### [Page extract]
━━━━━━━━━━━━━━━━━━━━

Testing a module and all its dependencies#

Sometimes, legacy modules depending on other modules may be “unit-tested” without modifying them at all.

This approach is technically not “unit” testing, as the module/function is not tested in isolation from its dependencies. However as the intention is close to unit testing, we include it here.

Pros:

  • No change at all in business code (not even an Internal_for_tests module)

Cons:

  • Code not tested in isolation

  • Tests are harder to write and maintain

Works best when:

  • Code and its dependencies are pure, or “pure enough” (e.g. code may contain logging and other unharmful/unimportant side effects)

  • Dependency tree is not too deep (e.g. if A depends on B which depends on C which depends on D, then it becomes hard to write/read/maintain unit tests)

Using function records#

This approach decouples the business code from its dependency functions, either by storing dependency functions in the state - if any - or by taking them as additional parameters in each module function.

Note that this does not decouple types, only functions! If your module depends on a dependency type that can only be built by having side-effects, then you are forced to have those side effects too in your tests.

━━━━━━━━━━━━━━━━━━━━

### [Exercises to complete]
1 – Print the module-testing excerpt above word for word.
2 – Output the rows below verbatim, starting at the line that contains "Exercise. Spot the person" and ending with the last row, both included.

━━━━━━━━━━━━━━━━━━━━

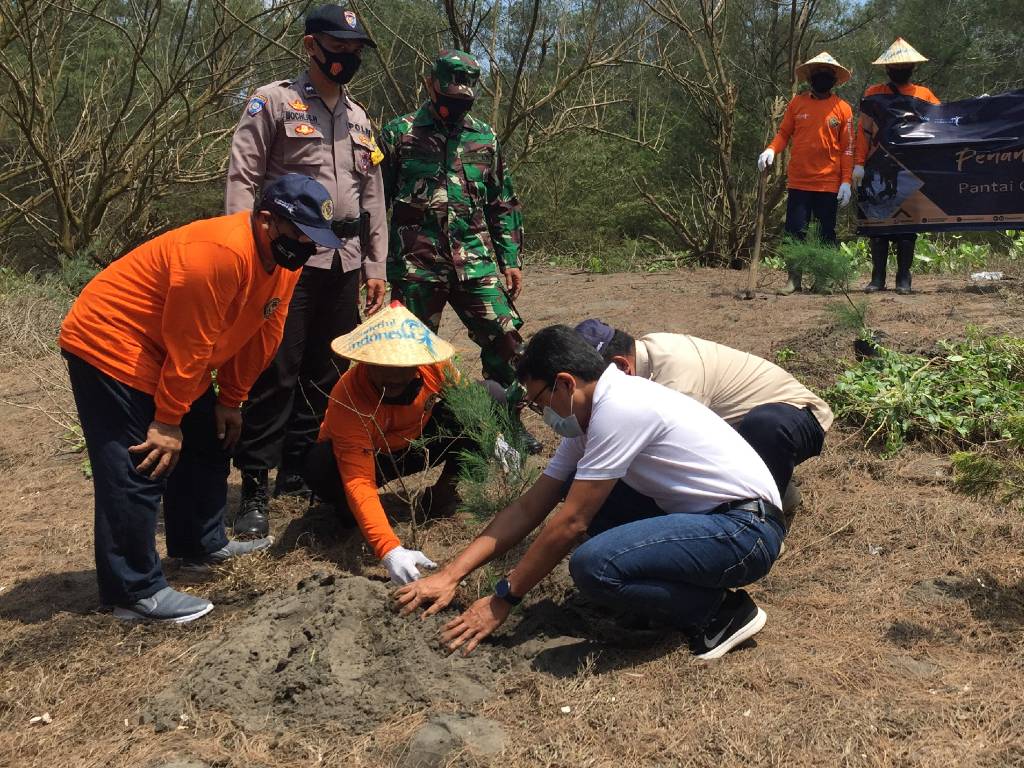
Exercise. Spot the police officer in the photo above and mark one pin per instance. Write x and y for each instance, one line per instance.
(456, 233)
(310, 125)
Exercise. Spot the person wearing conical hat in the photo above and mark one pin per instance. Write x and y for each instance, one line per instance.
(375, 412)
(899, 61)
(819, 124)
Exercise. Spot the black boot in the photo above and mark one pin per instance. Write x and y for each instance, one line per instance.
(904, 258)
(252, 518)
(880, 259)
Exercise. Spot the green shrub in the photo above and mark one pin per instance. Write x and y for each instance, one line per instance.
(970, 393)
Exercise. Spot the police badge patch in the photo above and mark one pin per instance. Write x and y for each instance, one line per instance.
(269, 307)
(256, 104)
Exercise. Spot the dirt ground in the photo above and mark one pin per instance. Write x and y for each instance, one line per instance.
(896, 616)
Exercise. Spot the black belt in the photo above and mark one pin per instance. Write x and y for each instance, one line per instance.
(357, 227)
(759, 507)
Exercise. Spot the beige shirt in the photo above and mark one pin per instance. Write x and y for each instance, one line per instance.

━━━━━━━━━━━━━━━━━━━━

### [Answers below]
1 –
Testing a module and all its dependencies#

Sometimes, legacy modules depending on other modules may be “unit-tested” without modifying them at all.

This approach is technically not “unit” testing, as the module/function is not tested in isolation from its dependencies. However as the intention is close to unit testing, we include it here.

Pros:

  • No change at all in business code (not even an Internal_for_tests module)

Cons:

  • Code not tested in isolation

  • Tests are harder to write and maintain

Works best when:

  • Code and its dependencies are pure, or “pure enough” (e.g. code may contain logging and other unharmful/unimportant side effects)

  • Dependency tree is not too deep (e.g. if A depends on B which depends on C which depends on D, then it becomes hard to write/read/maintain unit tests)

Using function records#

This approach decouples the business code from its dependency functions, either by storing dependency functions in the state - if any - or by taking them as additional parameters in each module function.

Note that this does not decouple types, only functions! If your module depends on a dependency type that can only be built by having side-effects, then you are forced to have those side effects too in your tests.

2 –
Exercise. Spot the person wearing conical hat in the photo above and mark one pin per instance. Write x and y for each instance, one line per instance.
(375, 412)
(899, 61)
(819, 124)
Exercise. Spot the black boot in the photo above and mark one pin per instance. Write x and y for each instance, one line per instance.
(904, 258)
(252, 518)
(880, 259)
Exercise. Spot the green shrub in the photo above and mark one pin per instance. Write x and y for each instance, one line per instance.
(970, 393)
Exercise. Spot the police badge patch in the photo above and mark one pin per instance. Write x and y for each instance, one line per instance.
(269, 307)
(256, 104)
Exercise. Spot the dirt ground in the photo above and mark one pin per instance. Write x and y for each instance, one line per instance.
(896, 616)
Exercise. Spot the black belt in the photo above and mark one pin per instance. Write x and y for each instance, one line per instance.
(357, 227)
(759, 507)
Exercise. Spot the beige shirt in the photo above and mark one pin per instance. Write x and y for each instance, one line per instance.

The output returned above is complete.